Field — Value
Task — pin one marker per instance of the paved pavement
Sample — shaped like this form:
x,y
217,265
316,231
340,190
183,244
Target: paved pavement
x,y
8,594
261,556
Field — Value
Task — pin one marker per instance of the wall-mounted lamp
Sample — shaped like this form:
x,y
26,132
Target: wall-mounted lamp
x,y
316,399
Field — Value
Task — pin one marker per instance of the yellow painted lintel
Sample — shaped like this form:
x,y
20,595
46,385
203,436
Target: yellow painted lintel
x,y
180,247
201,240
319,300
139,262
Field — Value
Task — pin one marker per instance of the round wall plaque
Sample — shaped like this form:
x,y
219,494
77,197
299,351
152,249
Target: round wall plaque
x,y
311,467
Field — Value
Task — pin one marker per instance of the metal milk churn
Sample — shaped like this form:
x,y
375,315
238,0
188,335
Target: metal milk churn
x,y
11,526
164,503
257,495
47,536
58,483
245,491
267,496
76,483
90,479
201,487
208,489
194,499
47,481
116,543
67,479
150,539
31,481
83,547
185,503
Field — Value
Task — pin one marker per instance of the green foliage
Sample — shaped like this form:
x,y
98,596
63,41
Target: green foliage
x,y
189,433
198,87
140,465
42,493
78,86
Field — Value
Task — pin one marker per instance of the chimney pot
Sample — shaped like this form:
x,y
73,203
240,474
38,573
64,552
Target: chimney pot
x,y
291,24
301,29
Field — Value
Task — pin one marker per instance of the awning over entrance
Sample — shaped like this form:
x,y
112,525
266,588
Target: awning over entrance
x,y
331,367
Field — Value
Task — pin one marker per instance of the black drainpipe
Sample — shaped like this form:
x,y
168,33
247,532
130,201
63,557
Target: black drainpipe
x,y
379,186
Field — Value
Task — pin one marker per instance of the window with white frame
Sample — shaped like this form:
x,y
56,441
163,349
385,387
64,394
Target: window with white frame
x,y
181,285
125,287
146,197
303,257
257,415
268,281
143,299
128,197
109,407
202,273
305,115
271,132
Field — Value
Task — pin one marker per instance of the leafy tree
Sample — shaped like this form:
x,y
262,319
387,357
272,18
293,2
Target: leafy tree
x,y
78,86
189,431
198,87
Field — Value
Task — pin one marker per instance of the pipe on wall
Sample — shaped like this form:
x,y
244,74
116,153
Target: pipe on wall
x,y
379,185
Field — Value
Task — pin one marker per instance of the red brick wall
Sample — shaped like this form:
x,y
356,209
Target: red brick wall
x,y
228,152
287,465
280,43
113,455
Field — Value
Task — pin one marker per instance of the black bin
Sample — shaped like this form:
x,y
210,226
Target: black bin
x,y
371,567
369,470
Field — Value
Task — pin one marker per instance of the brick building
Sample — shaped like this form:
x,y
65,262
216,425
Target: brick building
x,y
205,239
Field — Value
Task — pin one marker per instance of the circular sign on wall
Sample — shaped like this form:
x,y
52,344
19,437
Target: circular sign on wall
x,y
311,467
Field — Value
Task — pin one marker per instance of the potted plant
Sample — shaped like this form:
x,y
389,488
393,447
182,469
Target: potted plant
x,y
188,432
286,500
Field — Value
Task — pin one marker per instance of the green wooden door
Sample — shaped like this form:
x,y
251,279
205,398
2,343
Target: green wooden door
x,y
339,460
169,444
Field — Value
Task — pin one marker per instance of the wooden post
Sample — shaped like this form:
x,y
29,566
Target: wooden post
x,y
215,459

_ _ _

> Exercise instructions: All of the material above needs to be output exactly, with no line left out.

> Task answer:
Field — Value
Task — pin one marker per instance of the paved pavement
Sample — shaped like this form:
x,y
217,265
316,231
340,190
183,244
Target: paved pavement
x,y
8,594
261,556
Field — Value
Task — pin one marker per instance of the wall-mounted lamp
Sample — shaped like this form:
x,y
26,132
Target: wall-mounted lamp
x,y
316,399
Field — Value
Task — pin one marker per instance of the yellow painted lintel
Sample — shaped like this form:
x,y
20,595
46,385
203,436
Target: yellow painted lintel
x,y
180,247
201,240
319,300
139,262
Field — Value
Task — pin one marker per instance of the round wall plaque
Sample — shaped like this form:
x,y
219,494
77,197
299,351
152,249
Target: round wall plaque
x,y
311,467
Field — Value
Task — pin one marker per instance of the metal milk churn
Sample — shaped like this form:
x,y
375,315
238,0
188,335
Target: metal milk churn
x,y
11,526
164,503
257,495
47,536
58,483
245,491
267,496
76,483
90,479
201,487
208,489
194,499
47,481
116,543
67,479
150,539
31,481
83,547
185,503
Field — Value
Task — pin one marker per instance of the green foliage
Sample — shaped like this form:
x,y
98,596
63,41
Target: green foliage
x,y
189,433
198,87
140,465
42,493
78,86
Field — Value
Task — pin one marker per instance of the chimney pot
Sample — shaped like this form:
x,y
73,203
240,474
38,573
64,552
Target: chimney pot
x,y
291,24
301,29
Field — Value
Task — pin one marker per instance of the awning over entrance
Sample — shaped like this form:
x,y
112,525
266,588
Target: awning over entrance
x,y
331,367
Field — Value
Task — pin one marker per instance of the black drainpipe
Sample — shaped like this form:
x,y
168,33
247,532
130,201
63,557
Target: black drainpipe
x,y
379,186
Field — Value
Task — pin one marker per instance of the window with white frame
Sample — shaped like this form:
x,y
56,441
163,349
385,387
64,394
Target: window with white frame
x,y
181,285
125,287
146,197
303,257
257,415
268,281
143,299
128,197
109,407
202,273
305,115
271,132
Field — Value
Task — pin one marker per instance of the leafy tree
Sample — shaped like this form:
x,y
262,319
387,357
272,18
293,2
Target: leafy tree
x,y
78,86
189,431
198,87
Field — Value
Task — pin one marker per instance of the pipe on wall
Sample — shaped like this form:
x,y
244,74
116,153
Target: pipe on wall
x,y
379,185
Field — Value
Task — pin one marker per instance of the red brick wall
Sample — shaped like this form:
x,y
356,209
Target: red brick wall
x,y
228,152
287,465
280,43
113,455
Field — Value
Task — pin one marker per instance of the black bin
Sample — shaped like this form:
x,y
210,226
Target: black bin
x,y
371,567
369,470
Field — Value
Task — pin one marker per instance of the brick building
Sample — shaped like this form:
x,y
65,262
216,425
Target: brick building
x,y
205,239
Field — Value
Task — pin one marker per instance of the circular sign on wall
Sample — shaped like this form:
x,y
52,344
19,437
Target: circular sign on wall
x,y
311,467
Field — Value
Task — pin one marker per instance of the potted plant
Sample — shaped like this form:
x,y
389,488
393,447
182,469
Target: potted plant
x,y
188,432
286,500
Field — Value
Task — pin one marker per instance of the green wooden door
Sample — shaped like this form:
x,y
251,279
205,398
2,343
Target: green wooden door
x,y
339,460
169,444
Field — Value
Task — pin one marker per instance of the wooden post
Sample — shaped like this form:
x,y
29,566
Target: wooden post
x,y
215,459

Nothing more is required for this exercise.